[[ EXCERPTED DATA open ]]
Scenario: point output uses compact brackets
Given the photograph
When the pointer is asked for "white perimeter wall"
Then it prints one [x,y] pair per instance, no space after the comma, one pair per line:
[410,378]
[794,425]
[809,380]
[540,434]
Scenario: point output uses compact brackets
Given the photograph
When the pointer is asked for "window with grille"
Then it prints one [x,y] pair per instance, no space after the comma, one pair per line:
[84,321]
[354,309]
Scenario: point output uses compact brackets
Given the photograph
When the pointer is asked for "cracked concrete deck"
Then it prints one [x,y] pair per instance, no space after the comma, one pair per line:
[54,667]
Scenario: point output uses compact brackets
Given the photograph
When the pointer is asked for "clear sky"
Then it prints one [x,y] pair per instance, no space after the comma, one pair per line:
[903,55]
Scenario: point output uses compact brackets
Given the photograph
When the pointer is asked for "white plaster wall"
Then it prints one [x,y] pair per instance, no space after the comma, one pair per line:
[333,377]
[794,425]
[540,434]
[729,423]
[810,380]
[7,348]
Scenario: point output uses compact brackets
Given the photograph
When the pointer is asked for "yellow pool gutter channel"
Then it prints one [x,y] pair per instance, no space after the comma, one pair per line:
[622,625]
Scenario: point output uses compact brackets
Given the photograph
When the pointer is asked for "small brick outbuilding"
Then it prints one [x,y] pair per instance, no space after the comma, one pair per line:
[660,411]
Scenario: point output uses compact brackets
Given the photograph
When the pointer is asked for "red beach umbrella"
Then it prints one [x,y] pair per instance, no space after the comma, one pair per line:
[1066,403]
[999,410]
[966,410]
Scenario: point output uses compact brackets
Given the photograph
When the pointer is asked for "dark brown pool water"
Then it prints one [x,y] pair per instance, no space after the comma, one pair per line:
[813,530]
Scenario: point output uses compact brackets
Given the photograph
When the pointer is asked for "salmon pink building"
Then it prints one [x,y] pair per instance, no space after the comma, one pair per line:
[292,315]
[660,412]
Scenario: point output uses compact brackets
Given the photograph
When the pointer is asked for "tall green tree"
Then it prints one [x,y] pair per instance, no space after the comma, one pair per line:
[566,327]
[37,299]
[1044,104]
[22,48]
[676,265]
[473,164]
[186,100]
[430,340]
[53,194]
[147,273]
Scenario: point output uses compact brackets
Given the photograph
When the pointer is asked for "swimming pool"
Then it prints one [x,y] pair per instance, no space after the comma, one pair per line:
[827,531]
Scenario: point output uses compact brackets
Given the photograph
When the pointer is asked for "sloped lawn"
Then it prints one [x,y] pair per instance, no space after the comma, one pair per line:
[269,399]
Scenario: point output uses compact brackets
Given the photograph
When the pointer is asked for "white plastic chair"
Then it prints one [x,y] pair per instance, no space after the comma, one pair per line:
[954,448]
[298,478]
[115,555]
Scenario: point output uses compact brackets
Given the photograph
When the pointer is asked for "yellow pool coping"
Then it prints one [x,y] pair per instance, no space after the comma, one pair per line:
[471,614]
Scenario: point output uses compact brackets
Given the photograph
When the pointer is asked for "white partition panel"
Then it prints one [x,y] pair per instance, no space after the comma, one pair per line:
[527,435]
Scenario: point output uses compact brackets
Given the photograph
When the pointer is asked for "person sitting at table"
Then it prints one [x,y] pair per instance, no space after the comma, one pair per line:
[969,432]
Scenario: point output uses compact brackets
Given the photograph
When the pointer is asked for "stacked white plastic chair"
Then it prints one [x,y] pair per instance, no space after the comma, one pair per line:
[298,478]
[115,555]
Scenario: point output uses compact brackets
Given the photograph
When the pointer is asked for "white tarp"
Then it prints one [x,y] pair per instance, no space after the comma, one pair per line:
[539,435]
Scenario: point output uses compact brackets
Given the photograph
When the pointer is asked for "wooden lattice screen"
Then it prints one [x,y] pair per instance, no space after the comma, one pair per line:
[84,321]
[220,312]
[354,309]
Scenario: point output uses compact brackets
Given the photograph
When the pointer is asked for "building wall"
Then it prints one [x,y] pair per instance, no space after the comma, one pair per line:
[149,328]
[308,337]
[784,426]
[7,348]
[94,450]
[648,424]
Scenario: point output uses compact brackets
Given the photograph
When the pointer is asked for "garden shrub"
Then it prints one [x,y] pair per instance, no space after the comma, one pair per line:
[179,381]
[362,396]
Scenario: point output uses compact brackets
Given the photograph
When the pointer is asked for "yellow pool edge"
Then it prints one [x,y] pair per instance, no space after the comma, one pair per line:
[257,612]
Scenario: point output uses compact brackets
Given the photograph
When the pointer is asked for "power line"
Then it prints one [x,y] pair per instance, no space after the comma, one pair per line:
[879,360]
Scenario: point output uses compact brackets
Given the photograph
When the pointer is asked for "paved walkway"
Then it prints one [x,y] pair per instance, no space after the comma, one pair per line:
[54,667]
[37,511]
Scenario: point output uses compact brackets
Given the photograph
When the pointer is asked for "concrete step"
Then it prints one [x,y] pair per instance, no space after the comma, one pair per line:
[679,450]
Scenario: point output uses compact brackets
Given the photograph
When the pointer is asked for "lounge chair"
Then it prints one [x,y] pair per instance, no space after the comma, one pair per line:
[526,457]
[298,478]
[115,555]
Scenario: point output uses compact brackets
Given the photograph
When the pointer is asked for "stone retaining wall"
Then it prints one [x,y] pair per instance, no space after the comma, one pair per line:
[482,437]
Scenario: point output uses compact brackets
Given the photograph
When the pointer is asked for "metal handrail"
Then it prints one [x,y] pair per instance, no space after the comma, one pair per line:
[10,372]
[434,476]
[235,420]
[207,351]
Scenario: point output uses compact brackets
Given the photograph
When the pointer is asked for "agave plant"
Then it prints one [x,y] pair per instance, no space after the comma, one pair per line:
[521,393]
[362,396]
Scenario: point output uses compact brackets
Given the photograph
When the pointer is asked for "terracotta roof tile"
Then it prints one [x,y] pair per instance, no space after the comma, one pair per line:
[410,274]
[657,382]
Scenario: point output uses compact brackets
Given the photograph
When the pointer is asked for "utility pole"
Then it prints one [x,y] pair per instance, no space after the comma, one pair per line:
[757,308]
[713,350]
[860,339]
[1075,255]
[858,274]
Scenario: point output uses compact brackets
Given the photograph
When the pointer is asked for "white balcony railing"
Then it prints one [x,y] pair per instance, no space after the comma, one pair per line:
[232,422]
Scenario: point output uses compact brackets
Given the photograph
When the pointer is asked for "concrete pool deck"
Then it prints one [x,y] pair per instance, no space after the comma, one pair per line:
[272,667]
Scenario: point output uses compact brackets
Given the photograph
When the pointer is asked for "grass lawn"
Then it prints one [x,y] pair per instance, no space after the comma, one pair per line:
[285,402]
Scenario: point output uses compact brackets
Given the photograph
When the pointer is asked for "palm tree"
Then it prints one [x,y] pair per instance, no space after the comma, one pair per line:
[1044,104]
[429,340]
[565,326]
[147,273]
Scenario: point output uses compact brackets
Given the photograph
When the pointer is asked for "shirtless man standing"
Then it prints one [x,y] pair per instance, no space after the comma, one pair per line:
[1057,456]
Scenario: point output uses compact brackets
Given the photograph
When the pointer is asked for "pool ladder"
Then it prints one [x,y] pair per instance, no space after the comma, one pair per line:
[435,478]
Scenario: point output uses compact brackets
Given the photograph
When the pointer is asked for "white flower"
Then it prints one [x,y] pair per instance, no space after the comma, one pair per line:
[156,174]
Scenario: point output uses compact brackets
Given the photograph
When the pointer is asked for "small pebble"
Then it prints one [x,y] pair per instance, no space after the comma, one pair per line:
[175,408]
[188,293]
[[ EXCERPTED DATA closed ]]
[[ EXCERPTED DATA open ]]
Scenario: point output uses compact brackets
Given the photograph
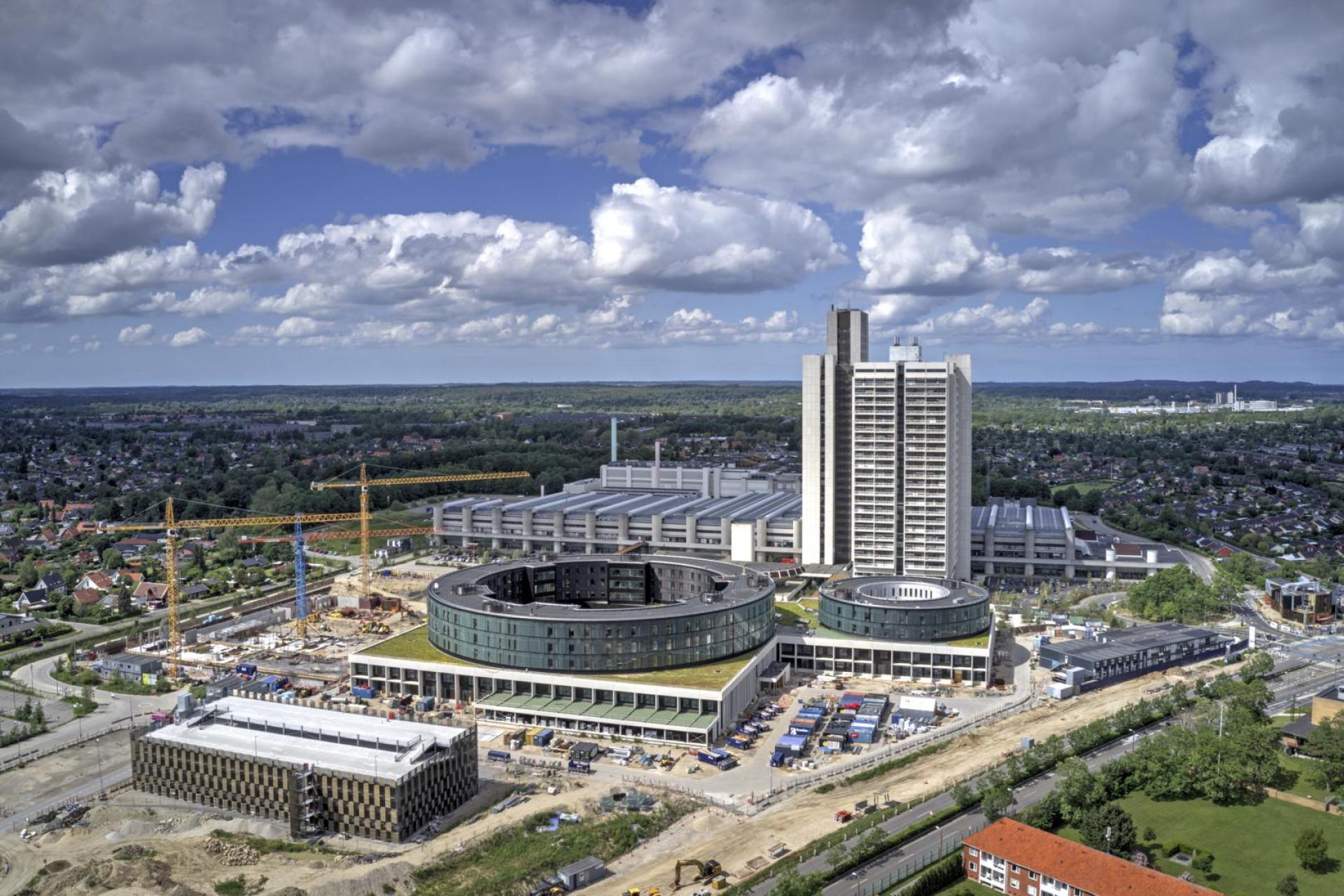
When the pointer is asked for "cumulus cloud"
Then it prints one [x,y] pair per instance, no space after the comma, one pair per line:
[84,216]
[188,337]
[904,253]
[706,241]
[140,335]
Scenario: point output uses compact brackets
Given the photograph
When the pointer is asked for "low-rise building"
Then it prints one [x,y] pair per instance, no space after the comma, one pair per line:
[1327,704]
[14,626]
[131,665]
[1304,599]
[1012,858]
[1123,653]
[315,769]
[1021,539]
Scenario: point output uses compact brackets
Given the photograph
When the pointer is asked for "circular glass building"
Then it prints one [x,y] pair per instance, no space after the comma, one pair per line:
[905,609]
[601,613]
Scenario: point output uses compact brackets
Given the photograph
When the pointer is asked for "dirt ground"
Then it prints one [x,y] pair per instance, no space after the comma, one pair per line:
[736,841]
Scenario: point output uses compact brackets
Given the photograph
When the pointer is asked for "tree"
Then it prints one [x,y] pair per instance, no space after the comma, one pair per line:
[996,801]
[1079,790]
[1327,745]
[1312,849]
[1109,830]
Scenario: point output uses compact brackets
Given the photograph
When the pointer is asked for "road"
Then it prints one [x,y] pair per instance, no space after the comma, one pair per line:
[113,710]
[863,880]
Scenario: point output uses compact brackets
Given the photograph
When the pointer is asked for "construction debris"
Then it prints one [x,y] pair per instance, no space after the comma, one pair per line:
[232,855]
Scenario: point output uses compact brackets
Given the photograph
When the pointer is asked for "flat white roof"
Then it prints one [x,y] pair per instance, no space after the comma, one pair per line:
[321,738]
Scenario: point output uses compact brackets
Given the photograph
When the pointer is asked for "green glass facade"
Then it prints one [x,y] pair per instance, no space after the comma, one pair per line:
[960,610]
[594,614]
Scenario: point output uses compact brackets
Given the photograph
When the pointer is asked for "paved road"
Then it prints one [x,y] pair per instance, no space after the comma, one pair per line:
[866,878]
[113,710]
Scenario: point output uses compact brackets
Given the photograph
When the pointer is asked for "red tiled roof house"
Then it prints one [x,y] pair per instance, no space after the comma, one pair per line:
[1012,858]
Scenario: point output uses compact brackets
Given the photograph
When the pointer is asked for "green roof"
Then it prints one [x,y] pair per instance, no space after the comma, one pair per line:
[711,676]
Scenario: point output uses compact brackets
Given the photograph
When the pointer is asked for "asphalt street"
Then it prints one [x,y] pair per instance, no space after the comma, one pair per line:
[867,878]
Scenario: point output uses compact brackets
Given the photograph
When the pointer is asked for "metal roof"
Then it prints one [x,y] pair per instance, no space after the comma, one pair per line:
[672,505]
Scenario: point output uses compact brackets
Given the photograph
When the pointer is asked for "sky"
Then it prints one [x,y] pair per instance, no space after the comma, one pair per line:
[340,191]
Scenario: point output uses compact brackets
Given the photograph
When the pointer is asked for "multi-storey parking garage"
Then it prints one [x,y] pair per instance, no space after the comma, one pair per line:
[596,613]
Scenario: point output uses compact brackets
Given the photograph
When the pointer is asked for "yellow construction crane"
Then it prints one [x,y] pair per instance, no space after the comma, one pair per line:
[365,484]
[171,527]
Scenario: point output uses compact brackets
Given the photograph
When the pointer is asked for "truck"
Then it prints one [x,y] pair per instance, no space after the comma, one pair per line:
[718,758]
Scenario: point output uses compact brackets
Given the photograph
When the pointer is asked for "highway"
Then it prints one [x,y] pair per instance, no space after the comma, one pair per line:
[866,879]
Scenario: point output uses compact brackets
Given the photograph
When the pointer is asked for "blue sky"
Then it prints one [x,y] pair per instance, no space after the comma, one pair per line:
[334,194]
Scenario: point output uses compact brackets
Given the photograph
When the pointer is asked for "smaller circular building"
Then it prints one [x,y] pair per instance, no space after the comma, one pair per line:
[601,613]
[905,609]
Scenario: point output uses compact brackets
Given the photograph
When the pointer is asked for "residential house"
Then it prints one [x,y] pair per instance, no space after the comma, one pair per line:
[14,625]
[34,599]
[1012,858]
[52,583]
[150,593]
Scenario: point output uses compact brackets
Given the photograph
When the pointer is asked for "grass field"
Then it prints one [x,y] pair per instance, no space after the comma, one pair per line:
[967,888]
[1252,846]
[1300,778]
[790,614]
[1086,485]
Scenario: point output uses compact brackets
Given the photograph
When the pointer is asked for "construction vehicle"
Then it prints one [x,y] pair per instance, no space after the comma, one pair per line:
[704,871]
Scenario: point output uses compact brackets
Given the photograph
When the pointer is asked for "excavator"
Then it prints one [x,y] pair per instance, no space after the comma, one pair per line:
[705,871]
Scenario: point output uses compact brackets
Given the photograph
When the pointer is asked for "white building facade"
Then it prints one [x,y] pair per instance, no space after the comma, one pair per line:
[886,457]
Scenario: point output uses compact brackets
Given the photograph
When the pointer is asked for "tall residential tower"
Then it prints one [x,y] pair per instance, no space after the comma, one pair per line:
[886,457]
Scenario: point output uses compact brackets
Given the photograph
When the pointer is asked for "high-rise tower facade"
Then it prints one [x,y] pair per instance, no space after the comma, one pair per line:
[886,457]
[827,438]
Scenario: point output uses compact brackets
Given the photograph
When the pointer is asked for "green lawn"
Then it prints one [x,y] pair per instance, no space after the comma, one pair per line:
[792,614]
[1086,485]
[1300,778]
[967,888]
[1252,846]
[[ EXCERPTED DATA closed ]]
TASK OBJECTIVE:
Check every line of the data, and copy the ones that contain "green".

RESPONSE AREA:
When the pointer is asked for "tall green tree"
When the pointer is asked for "green glass facade"
When the pointer is asked for "green roof"
When the pointer is asked for "green lawn"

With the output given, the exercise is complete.